▶ _WHAT TO WORK ON_
1/ From the court opinion, output the passage from "The opinion of" up to and including "will be denied.", copied word for word.
2/ Go on with the court opinion from the point where it stops.

The opinion of the court was delivered by: Chesler, U.S.D.J.
This matter comes before the Court on the motions for reconsideration of this Court's Opinions and Orders entered March 14, 2011 by Plaintiff PNY Technologies, Inc. ("PNY"). For the reasons stated below, the motions for reconsideration will be denied.
"A court may grant a motion for reconsideration if the moving party shows one of the following: (1) an intervening change in the controlling law; (2) the availability of new evidence that was not available when the court issued its order; or (3) the need to correct a clear error of law or fact or to prevent manifest injustice." See Banda v. Burlington County, 263 Fed. Appx. 182, 183 (3d Cir. 2008) (citing Max's Seafood Cafe v. Quinteros, 176 F.3d 669, 677 (3d Cir. 1999)); L. CIV. R. 7.1(i).
In the Opinion and Order of March 14, 2011, in brief, this Court considered three motions to dismiss, construed them as motions to compel arbitration, granted them, and stayed these two cases pending arbitration. PNY seeks reconsideration on several grounds.

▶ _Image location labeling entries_
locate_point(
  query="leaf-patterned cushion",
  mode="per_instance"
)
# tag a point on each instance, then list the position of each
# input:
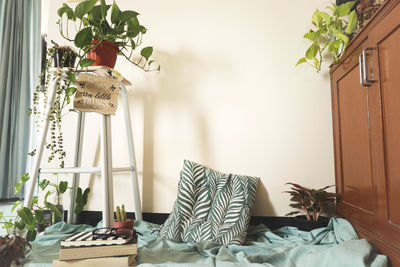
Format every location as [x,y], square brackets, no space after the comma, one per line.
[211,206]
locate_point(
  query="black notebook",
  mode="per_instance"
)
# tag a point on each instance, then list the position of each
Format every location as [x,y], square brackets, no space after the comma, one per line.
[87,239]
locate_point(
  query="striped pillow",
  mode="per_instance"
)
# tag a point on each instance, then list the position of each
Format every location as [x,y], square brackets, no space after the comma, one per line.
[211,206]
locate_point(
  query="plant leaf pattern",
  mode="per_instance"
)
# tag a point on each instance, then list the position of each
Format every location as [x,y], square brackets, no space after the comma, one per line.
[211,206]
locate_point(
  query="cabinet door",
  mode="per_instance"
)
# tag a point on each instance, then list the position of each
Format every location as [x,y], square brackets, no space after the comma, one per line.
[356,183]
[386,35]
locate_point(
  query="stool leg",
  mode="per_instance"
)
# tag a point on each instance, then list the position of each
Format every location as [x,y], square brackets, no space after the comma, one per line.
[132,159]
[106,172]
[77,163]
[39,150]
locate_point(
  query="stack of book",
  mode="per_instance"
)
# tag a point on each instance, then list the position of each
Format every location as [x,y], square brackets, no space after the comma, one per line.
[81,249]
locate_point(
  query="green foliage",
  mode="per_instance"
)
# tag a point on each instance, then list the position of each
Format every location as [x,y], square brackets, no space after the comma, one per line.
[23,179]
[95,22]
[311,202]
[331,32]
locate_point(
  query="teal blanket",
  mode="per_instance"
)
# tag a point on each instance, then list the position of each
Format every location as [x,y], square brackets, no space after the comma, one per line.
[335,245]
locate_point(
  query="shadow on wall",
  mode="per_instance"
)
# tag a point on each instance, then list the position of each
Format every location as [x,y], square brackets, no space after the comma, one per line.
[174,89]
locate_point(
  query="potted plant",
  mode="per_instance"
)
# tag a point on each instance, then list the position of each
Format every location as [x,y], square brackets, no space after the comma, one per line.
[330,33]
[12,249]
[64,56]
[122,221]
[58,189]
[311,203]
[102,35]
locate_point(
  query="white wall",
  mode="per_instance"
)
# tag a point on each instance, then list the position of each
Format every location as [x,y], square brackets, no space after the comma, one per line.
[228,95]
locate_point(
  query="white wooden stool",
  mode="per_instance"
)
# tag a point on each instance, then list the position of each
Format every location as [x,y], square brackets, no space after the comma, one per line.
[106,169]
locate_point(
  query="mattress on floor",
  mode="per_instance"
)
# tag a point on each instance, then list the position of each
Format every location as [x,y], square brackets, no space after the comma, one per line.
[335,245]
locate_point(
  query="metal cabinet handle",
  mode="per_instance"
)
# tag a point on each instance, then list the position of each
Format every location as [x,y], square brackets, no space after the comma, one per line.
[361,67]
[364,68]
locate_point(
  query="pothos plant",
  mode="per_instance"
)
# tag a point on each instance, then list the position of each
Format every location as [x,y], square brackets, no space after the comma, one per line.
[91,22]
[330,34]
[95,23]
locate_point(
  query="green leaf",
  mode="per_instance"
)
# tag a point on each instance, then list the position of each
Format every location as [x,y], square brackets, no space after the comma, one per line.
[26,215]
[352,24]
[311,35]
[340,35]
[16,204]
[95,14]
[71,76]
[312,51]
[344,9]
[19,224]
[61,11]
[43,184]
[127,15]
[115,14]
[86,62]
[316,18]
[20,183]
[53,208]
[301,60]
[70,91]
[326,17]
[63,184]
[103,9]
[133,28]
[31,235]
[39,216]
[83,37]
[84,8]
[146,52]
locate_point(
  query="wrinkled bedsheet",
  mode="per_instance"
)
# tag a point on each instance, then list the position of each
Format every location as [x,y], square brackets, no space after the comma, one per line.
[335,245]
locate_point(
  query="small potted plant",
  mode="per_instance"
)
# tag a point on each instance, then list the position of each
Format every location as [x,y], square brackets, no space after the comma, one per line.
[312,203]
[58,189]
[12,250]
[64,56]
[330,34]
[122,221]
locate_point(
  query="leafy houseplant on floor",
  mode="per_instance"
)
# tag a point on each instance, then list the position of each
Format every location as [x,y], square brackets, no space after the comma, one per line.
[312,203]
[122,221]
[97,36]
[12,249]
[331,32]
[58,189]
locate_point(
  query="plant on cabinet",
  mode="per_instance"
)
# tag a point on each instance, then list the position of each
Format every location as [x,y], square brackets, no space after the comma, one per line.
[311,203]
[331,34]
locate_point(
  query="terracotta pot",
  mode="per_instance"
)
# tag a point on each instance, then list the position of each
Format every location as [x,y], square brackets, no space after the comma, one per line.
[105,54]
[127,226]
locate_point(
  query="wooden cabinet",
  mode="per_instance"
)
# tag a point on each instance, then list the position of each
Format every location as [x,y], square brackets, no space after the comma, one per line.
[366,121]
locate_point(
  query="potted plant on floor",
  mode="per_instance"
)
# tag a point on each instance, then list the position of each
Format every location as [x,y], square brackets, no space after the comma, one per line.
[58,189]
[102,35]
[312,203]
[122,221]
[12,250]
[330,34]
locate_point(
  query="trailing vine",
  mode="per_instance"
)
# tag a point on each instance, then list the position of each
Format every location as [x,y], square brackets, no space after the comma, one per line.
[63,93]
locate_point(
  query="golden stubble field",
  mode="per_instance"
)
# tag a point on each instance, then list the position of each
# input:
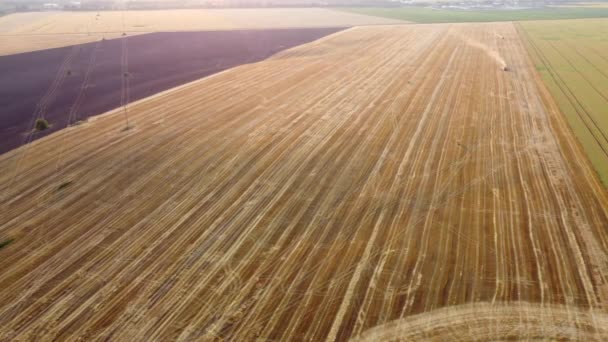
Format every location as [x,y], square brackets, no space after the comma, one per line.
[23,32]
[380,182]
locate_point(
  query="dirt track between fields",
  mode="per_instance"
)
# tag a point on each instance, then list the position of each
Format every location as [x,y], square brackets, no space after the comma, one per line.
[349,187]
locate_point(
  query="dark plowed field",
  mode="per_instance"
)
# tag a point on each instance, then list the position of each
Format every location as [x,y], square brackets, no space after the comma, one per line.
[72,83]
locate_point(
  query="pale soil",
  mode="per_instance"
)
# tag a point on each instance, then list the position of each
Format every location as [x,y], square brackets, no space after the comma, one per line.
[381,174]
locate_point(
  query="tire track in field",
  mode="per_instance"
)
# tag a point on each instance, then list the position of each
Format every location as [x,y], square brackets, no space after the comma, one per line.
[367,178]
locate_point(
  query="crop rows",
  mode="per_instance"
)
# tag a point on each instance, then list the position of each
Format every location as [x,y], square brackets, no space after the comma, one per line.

▶ _OUTPUTS FOR THE TASKS_
1/
The opinion of the court was delivered by: Chesler, U.S.D.J.
This matter comes before the Court on the motions for reconsideration of this Court's Opinions and Orders entered March 14, 2011 by Plaintiff PNY Technologies, Inc. ("PNY"). For the reasons stated below, the motions for reconsideration will be denied.

2/
PNY's primary argument is that, despite clear material factual disputes, this Court found that Defendants had met the requirements for a grant of summary judgment. PNY contends that this Court improperly resolved the following factual disputes:
(1) the parties' intent when PNY specifically negotiated so that it would not be forced to arbitrate disputes about the misappropriation of its confidential information; (2) the intent of the parties regarding whether any terms of the NDA were ever supplanted; and (3) the intention of the parties with respect to whether PNY's claims against the non-signatories are properly bound to arbitration. (PNY's Reconsid. Br. 3.) PNY's reconsideration brief is vague about exactly what evidence PNY offered that raised these factual disputes. The brief refers only to paragraphs 2-9 of the Stuto declaration and paragraph 9 of the Olear declaration.
As to paragraph 9 of the Olear Declaration, PNY's brief states that it "provided specific examples of communications with Defendant SSEG that confirmed the continued existence of the NDA." (PNY's Reconsid. Br. 3-4.) Even accepting, for the sake of discussion only, that these three questions of intent are material factual issues, paragraph 9 of the Olear Declaration does not offer evidence from which a reasonable finder of fact could arrive at a conclusion in PNY's favor.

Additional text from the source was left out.